* [Written task]: Write out every line of the listing below exactly as it appears, leaving out the pictures.

________________________________________

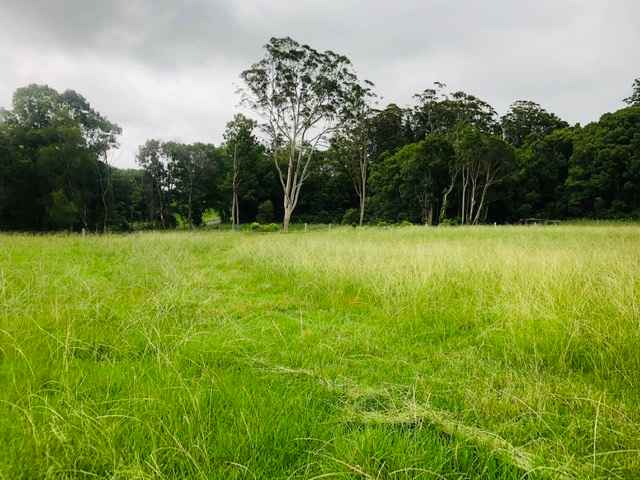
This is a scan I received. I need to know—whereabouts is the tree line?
[0,37,640,231]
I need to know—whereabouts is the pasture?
[0,225,640,480]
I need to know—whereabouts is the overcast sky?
[0,0,640,167]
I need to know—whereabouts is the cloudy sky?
[0,0,640,166]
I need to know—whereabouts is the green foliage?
[47,190,78,229]
[340,208,360,225]
[249,222,280,233]
[624,78,640,107]
[502,100,569,148]
[256,200,275,223]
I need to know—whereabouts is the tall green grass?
[0,225,640,479]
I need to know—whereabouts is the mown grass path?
[0,226,640,479]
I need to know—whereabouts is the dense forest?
[0,38,640,232]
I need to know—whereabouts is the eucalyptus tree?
[454,123,515,225]
[224,113,258,228]
[241,37,370,231]
[136,140,171,228]
[333,81,376,226]
[501,100,569,148]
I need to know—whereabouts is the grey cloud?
[0,0,640,166]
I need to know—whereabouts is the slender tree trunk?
[282,202,293,232]
[231,142,240,230]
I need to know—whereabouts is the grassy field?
[0,225,640,480]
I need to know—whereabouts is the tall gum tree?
[241,37,370,231]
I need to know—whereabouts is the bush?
[341,208,360,225]
[249,222,280,233]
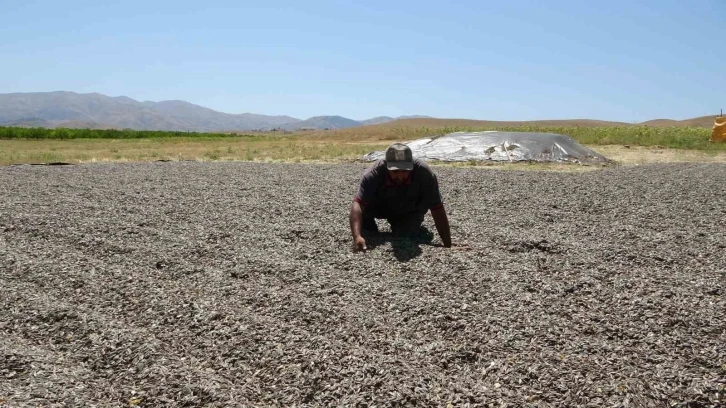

________________________________________

* [Exercise solution]:
This is a scan I received. I need to know—whereabouts is the tree line?
[0,37,640,231]
I need to know—whereabouts is the pasture?
[0,225,640,480]
I need to know—whereabouts is the overcast sky?
[0,0,640,167]
I need to know—whereabouts is the cloudy sky?
[0,0,640,166]
I need to know—whereabouts is the green foliage?
[47,190,78,229]
[340,208,360,225]
[249,222,280,233]
[624,78,640,107]
[502,100,569,148]
[256,200,275,223]
I need to know—whereabouts is the tall green grass?
[0,225,640,479]
I need to know—whereabouts is the mown grass path?
[0,226,640,479]
I need to know—whereabouts is the dense forest?
[0,38,640,232]
I need to know—whereabouts is the eucalyptus tree?
[454,123,515,225]
[224,113,258,228]
[241,37,370,231]
[136,140,171,228]
[333,81,376,226]
[501,100,569,148]
I need to know—whereabouts is the grey cloud?
[0,0,640,166]
I need to know—whereabouts is the slender tree trunk?
[282,202,293,232]
[231,142,240,230]
I need to know—whereabouts is the grassy field?
[0,225,640,480]
I need to know—whereabouts is the tall gum tree?
[241,37,370,231]
I need to know—whereabouts is the bush?
[341,208,360,225]
[249,222,280,233]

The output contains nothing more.